* _PROMPT_
Carry on the MLRun page about scheduled jobs and workflows, not the records, starting right after its final line.

* _PROVIDED PASSAGE_
★ ★ ★ ★
Scheduled jobs and workflows#

Oftentimes you may want to run a job on a regular schedule. For example, fetching from a datasource every morning, compiling an analytics report every month, or detecting model drift every hour.

Schedules have a minimum interval that will be allowed between two scheduled jobs. By default, a job is not allowed to be scheduled twice in a 10-minute period Currently, schedules like */13 * * * * (every 13th minute), in which the job would trigger at the 52nd minute and then again at the start of the next hour (minute 0) (with only 8 minutes between runs) are not allowed. See mlrun.mlconf.httpdb.scheduling for service schedules configuration.

Creating a job and scheduling it#

MLRun makes it very simple to add a schedule to a given job. To showcase this, the following job runs the code below, which resides in a file titled schedule.py:

def hello(context):
    print("You just ran a scheduled job!")

To create the job, use the set_function syntax and specify the kind like below:

import mlrun

project = mlrun.get_or_create_project("schedule")
job = project.set_function(
    name="my-scheduled-job",  # Name of the job (displayed in console and UI)
★ ★ ★ ★
* _SUPPLIED DATA_

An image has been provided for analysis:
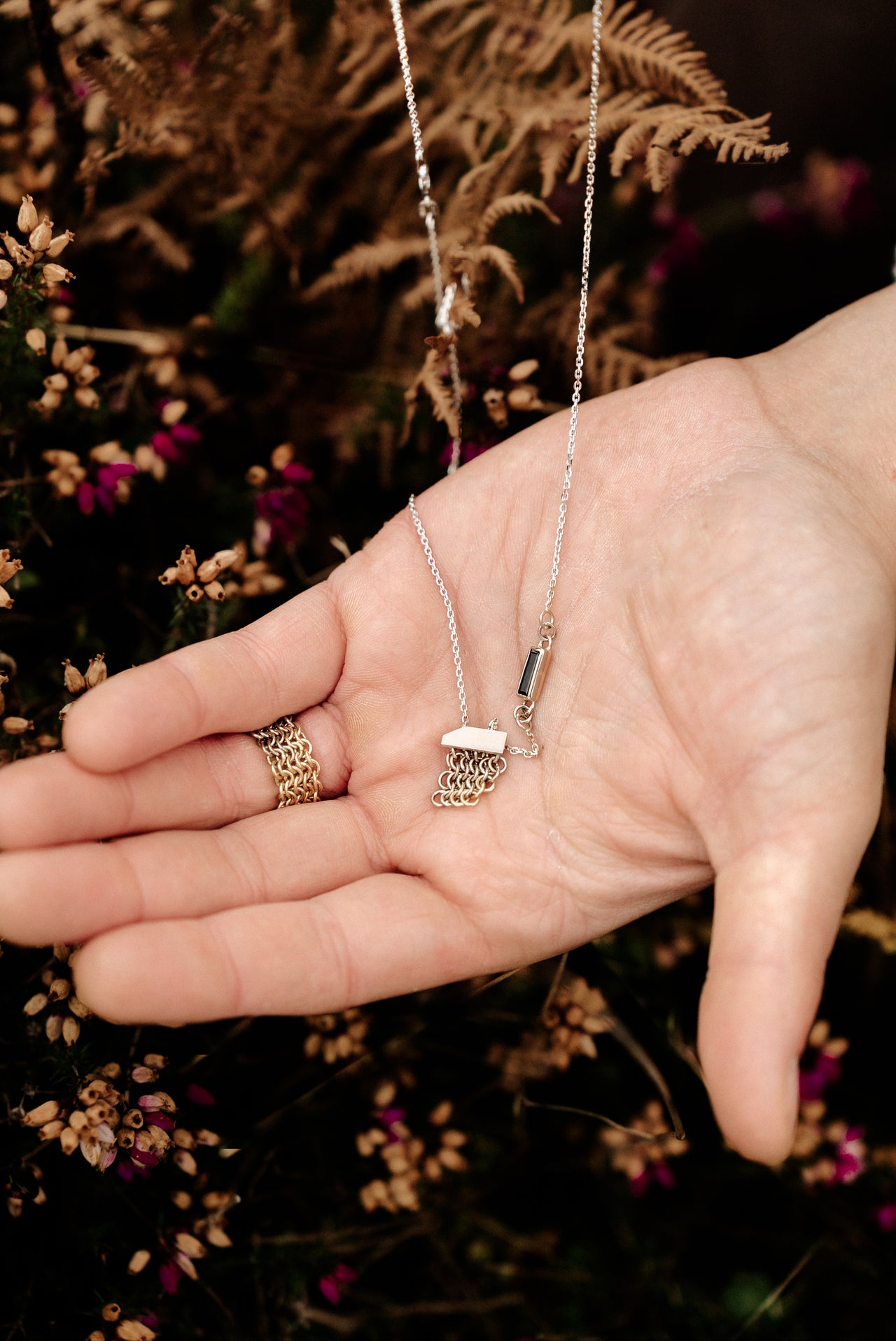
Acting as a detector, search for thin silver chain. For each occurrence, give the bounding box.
[389,0,603,734]
[389,0,467,475]
[408,493,470,726]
★ ★ ★ ★
* _REPLY TO THE TASK_
    filename="schedule.py",  # Python file or Jupyter notebook to run
    kind="job",  # Run as a job
    image="mlrun/mlrun",  # Use this Docker image
    handler="hello",  # Execute the function hello() within code.py
)

Running the job using a schedule

To add a schedule, run the job and specify the schedule parameter using Cron syntax like so:

job.run(schedule="0 * * * *")

This runs the job every hour. An excellent resource for generating Cron schedules is Crontab.guru.

Scheduling a workflow#

Note

Tech Preview

Scheduled jobs are essentially remote-KFP workflows with a schedule. After loading the project (load_project), run the project with the scheduled workflow:

project.run("main", schedule='0 * * * *')

You can delete a scheduled workflow in the MLRun UI. To update a scheduled workflow, re-define the schedule in the workflow, for example:

project.run("main", schedule='0 * * * *')